EXERCISE: Reproduce all of the data, making sure that no line differs from the original.

MATERIAL FOR THIS EXERCISE:
+---+
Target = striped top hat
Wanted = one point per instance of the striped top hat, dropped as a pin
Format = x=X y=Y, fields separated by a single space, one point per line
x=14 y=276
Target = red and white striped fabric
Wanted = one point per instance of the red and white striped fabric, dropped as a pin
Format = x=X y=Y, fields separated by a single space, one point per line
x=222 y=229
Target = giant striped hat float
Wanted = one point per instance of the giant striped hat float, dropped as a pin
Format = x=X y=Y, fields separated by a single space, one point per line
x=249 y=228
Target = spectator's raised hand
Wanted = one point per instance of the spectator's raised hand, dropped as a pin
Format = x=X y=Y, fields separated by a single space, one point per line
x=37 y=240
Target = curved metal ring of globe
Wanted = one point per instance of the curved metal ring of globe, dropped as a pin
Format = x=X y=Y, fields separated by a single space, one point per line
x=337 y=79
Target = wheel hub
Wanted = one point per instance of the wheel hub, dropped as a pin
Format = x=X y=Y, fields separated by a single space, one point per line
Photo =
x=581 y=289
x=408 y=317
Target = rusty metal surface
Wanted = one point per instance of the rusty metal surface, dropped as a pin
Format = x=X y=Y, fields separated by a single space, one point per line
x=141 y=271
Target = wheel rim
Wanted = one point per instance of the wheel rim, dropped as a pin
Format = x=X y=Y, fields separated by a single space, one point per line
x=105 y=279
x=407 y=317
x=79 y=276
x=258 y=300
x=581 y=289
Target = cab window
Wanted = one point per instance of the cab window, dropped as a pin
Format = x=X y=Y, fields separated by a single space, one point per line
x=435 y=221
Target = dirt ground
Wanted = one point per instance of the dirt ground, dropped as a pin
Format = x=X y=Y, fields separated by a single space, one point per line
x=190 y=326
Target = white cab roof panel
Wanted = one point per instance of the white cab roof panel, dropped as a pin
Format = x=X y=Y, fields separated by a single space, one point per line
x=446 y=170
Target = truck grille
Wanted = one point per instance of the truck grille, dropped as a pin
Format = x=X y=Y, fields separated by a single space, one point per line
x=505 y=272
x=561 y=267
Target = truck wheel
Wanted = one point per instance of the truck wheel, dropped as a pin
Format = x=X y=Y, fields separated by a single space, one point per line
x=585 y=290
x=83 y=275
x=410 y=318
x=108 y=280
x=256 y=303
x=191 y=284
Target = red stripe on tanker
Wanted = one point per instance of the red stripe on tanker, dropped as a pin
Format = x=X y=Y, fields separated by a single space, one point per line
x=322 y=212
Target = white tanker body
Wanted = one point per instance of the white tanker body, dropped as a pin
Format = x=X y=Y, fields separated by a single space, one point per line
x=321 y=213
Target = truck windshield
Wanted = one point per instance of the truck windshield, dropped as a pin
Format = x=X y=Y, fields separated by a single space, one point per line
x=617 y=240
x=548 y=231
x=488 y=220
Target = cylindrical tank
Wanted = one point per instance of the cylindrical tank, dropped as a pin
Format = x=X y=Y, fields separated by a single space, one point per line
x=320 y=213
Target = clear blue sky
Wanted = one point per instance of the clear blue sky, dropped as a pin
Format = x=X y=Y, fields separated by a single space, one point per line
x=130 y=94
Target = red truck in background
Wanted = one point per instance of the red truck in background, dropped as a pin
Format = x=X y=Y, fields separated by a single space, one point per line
+---+
SOLUTION TO THIS PROBLEM:
Target = striped top hat
Wanted = one point per instance of the striped top hat, dropped as a pin
Format = x=X y=Y, fields separated by a single space, one point per line
x=14 y=276
Target = red and white striped fabric
Wanted = one point per instance of the red and white striped fabric, dropped as a pin
Format = x=X y=Y, fields separated by a single space, one point per line
x=222 y=229
Target = giant striped hat float
Wanted = one point per instance of the giant striped hat float, dropped as a pin
Format = x=X y=Y, fields separated by a single space, one point per line
x=249 y=228
Target = spectator's raised hand
Wanted = one point per instance of the spectator's raised hand, dropped as a pin
Format = x=X y=Y, fields separated by a single space, one point per line
x=37 y=240
Target = curved metal ring of globe
Wanted = one point per instance of the curved metal ring of globe, dropped as a pin
Format = x=X y=Y, fields separated by a single space, one point per line
x=337 y=79
Target = wheel hub
Wanted = one point per instance of the wheel hub, dropped as a pin
Format = x=X y=Y, fields separated by a single space, one point per line
Photo =
x=581 y=289
x=408 y=317
Target = rusty metal surface
Wanted = one point per instance of the rusty metal surface, dropped as a pin
Format = x=X y=Y, fields separated by a single space, one point per line
x=141 y=271
Target = wheel rim
Wanted = one point per instance of the wheel rim, dropped as a pin
Format = x=X y=Y, fields separated by a single space, one point per line
x=105 y=279
x=407 y=317
x=79 y=276
x=258 y=300
x=581 y=289
Target = cab window
Wanted = one point per instance of the cab window, dropped as a pin
Format = x=X y=Y, fields separated by a single space, one point per line
x=435 y=221
Target = dirt ground
Wanted = one point per instance of the dirt ground, dropped as a pin
Format = x=X y=Y, fields separated by a single space, one point per line
x=190 y=326
Target = white cab roof panel
Wanted = one point per instance of the white cab roof panel, dropped as a pin
Format = x=X y=Y, fields separated by a single space, one point per line
x=446 y=170
Target = truck grille
Wanted = one point per instance of the truck grille, dropped as a pin
Format = x=X y=Y, fields separated by a single space, one point per line
x=505 y=272
x=561 y=267
Target = truck wheel
Wanted = one point per instance of the truck wheel, dropped as a pin
Format = x=X y=Y, fields separated by a single space, one point per line
x=585 y=290
x=83 y=275
x=410 y=318
x=108 y=280
x=256 y=303
x=191 y=284
Target = red stripe on tanker
Wanted = one point per instance of the red stripe on tanker, dropped as a pin
Format = x=X y=Y, fields separated by a single space, one point per line
x=322 y=212
Target = white tanker body
Wanted = one point per instance of the white tanker body, dropped as a pin
Format = x=X y=Y, fields separated by a single space, one point per line
x=321 y=213
Target = truck windshield
Wanted = one point per instance of the truck windshield, dropped as a pin
Format = x=X y=Y, fields separated by a single space, one point per line
x=617 y=240
x=548 y=231
x=488 y=220
Target = cylindrical tank
Wanted = one point per instance of the cylindrical tank, dropped as a pin
Format = x=X y=Y, fields separated by a single space, one point per line
x=320 y=213
Target = clear blue sky
Wanted = one point per instance of the clear blue sky, dropped as a pin
Format = x=X y=Y, fields separated by a single space, one point per line
x=130 y=94
Target = red truck in background
Wanted = one point per instance of the red truck in background, dropped as a pin
Format = x=X y=Y, fields separated by a single space, one point per line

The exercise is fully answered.